__AIM OF THE TASK__
Please echo, with no changes, the part of the data below that begins with the line containing "of the olive" and ends with the line containing "x=327, y=161", both lines included.

Coordinate annotation data
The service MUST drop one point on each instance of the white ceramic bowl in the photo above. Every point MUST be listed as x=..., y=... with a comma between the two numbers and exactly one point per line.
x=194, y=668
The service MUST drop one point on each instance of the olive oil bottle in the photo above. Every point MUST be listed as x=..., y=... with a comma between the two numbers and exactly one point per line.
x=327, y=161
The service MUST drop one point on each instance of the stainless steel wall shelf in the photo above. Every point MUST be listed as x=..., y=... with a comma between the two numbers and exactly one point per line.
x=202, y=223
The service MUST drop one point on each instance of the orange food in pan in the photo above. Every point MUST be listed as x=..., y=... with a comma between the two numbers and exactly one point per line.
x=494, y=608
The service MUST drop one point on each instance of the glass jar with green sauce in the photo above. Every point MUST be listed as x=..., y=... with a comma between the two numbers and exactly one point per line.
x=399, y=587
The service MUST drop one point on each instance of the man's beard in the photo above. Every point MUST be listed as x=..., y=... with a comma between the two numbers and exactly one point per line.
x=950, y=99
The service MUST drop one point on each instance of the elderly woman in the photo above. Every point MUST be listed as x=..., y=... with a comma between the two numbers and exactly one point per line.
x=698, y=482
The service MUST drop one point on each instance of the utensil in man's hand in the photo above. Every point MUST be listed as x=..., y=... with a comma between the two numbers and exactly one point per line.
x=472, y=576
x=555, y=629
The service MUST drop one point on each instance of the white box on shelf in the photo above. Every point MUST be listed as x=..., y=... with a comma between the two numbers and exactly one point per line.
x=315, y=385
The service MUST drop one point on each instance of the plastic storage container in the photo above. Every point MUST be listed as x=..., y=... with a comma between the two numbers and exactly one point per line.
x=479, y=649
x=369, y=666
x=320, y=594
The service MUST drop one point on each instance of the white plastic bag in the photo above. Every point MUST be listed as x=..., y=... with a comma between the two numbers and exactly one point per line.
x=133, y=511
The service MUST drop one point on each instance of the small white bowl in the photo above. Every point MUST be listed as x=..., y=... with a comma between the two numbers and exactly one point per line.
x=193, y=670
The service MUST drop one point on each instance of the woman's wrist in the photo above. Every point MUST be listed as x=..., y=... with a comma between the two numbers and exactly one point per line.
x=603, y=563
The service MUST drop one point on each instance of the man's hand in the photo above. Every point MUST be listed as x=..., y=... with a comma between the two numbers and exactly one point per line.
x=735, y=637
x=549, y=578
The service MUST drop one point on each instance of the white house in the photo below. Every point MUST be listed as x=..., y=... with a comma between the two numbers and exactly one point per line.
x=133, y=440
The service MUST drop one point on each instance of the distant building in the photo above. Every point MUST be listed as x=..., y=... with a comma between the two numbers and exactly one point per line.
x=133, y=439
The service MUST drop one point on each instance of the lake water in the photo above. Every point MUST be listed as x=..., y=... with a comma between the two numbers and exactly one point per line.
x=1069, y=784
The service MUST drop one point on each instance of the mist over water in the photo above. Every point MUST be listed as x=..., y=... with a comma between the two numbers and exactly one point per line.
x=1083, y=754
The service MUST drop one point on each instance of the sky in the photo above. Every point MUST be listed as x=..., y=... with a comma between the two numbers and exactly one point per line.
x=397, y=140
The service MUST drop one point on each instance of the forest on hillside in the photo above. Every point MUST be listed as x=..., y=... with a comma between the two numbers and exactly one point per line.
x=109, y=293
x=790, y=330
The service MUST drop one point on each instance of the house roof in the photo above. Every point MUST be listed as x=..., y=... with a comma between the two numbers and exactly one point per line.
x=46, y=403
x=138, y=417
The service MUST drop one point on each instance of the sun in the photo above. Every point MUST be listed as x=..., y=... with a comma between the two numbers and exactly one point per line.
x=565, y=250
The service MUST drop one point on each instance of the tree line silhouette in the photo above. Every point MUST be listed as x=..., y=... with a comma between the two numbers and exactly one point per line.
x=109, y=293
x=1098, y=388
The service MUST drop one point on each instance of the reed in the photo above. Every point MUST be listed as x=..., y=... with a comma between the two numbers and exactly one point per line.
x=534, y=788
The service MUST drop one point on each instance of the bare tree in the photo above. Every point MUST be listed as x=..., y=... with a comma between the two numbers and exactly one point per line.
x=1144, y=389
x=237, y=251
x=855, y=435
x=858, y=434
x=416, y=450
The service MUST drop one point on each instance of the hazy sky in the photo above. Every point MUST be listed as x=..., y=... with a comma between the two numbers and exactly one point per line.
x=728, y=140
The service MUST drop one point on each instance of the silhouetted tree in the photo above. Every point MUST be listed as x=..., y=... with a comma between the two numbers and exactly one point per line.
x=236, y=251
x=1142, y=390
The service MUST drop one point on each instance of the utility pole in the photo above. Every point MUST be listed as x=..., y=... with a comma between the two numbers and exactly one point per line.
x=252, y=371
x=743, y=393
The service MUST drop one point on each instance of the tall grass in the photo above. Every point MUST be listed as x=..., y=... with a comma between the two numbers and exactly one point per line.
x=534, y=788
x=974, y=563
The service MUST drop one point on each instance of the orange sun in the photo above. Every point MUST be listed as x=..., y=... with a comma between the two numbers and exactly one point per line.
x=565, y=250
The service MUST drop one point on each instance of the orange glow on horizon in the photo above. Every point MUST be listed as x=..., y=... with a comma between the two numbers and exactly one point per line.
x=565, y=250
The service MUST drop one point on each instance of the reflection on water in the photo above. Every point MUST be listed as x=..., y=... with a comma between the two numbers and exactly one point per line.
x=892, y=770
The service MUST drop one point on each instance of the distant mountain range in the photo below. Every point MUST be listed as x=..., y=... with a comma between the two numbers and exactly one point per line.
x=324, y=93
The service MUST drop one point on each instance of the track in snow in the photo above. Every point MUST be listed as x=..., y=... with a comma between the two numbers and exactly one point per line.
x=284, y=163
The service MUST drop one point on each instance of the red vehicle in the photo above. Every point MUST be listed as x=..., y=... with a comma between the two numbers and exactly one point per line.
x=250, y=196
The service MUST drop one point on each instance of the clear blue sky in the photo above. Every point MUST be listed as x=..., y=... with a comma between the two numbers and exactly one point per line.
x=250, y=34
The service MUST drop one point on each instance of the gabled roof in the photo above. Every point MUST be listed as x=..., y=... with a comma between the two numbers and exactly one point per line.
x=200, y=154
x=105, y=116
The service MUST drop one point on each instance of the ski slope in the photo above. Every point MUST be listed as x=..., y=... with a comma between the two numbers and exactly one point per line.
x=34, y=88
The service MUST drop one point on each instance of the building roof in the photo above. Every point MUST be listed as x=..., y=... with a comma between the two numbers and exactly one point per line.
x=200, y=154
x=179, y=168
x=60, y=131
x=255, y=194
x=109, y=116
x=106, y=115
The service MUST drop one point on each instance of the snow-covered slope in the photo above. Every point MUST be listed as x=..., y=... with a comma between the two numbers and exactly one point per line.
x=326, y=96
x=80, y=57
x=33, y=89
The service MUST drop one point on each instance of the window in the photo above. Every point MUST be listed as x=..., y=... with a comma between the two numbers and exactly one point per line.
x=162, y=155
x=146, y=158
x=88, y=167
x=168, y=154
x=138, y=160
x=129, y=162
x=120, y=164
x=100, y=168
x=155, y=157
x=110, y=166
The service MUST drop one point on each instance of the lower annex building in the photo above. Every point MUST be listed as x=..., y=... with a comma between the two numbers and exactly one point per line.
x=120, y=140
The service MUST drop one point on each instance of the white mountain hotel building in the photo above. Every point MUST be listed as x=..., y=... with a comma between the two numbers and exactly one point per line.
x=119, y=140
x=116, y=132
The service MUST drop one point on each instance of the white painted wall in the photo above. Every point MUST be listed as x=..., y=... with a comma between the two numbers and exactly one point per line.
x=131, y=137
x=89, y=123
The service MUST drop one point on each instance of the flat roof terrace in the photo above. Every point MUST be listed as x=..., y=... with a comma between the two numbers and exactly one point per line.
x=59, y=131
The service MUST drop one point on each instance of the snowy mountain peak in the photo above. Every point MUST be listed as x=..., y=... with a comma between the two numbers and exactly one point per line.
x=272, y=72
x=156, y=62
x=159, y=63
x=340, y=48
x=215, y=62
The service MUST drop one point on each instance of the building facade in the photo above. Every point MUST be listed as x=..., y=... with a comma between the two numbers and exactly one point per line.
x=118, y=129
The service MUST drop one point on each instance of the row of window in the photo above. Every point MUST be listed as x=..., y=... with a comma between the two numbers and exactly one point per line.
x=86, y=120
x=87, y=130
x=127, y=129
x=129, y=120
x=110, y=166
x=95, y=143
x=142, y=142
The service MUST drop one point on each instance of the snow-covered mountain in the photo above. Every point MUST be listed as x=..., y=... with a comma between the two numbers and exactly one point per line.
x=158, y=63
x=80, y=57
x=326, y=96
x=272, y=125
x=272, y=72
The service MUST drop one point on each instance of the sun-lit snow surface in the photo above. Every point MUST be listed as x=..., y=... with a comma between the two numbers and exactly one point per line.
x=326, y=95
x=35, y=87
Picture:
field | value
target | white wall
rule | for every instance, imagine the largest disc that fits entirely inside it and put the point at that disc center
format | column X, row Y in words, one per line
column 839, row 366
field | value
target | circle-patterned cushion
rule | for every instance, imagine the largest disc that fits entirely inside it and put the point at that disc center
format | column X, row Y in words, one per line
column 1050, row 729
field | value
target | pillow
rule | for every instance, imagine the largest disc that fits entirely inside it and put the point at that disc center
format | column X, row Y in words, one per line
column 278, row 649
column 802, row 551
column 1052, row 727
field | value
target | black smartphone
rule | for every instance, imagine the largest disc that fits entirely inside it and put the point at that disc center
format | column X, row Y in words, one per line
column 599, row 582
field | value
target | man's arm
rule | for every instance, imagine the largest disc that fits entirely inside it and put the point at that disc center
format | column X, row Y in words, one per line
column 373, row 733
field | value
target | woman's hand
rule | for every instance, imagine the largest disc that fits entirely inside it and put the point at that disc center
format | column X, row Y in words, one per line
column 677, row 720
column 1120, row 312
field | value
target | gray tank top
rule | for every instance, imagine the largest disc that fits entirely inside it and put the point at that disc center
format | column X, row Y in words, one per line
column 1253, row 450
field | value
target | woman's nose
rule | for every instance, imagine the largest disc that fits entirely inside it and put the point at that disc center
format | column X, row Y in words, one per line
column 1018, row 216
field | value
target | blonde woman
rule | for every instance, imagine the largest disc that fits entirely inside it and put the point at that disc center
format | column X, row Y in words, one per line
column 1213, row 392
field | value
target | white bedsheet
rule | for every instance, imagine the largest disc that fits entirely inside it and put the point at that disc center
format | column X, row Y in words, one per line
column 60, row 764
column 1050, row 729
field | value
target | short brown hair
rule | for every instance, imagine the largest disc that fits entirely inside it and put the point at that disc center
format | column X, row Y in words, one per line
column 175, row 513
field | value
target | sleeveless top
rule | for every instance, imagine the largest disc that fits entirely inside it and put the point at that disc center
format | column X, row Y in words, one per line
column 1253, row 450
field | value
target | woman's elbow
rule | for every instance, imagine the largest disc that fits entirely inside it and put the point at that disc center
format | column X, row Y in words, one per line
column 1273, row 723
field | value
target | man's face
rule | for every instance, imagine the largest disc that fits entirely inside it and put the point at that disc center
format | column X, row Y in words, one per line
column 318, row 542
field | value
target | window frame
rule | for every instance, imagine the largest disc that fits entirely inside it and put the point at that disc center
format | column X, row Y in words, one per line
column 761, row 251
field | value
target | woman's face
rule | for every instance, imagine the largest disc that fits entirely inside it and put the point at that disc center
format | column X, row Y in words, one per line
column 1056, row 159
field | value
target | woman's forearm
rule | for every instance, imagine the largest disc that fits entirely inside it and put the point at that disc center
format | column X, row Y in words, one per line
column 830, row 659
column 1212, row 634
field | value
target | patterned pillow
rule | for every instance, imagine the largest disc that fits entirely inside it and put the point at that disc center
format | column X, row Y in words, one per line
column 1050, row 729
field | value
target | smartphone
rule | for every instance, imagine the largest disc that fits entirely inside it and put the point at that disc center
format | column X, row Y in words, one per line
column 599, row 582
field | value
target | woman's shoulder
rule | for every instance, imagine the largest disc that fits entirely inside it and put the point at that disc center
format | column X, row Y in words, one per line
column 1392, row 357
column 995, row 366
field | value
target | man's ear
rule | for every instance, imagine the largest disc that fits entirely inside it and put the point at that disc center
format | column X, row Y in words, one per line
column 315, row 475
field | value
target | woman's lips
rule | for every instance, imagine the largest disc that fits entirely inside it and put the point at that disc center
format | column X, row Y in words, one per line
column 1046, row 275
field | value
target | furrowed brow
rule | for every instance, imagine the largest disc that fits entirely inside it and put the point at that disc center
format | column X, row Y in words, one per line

__EXERCISE SOLUTION__
The service MUST drop one point on each instance of the olive oil bottle in the photo above. Every point MUST be listed as x=..., y=... with a comma between the two numbers and exactly one point per line.
x=327, y=161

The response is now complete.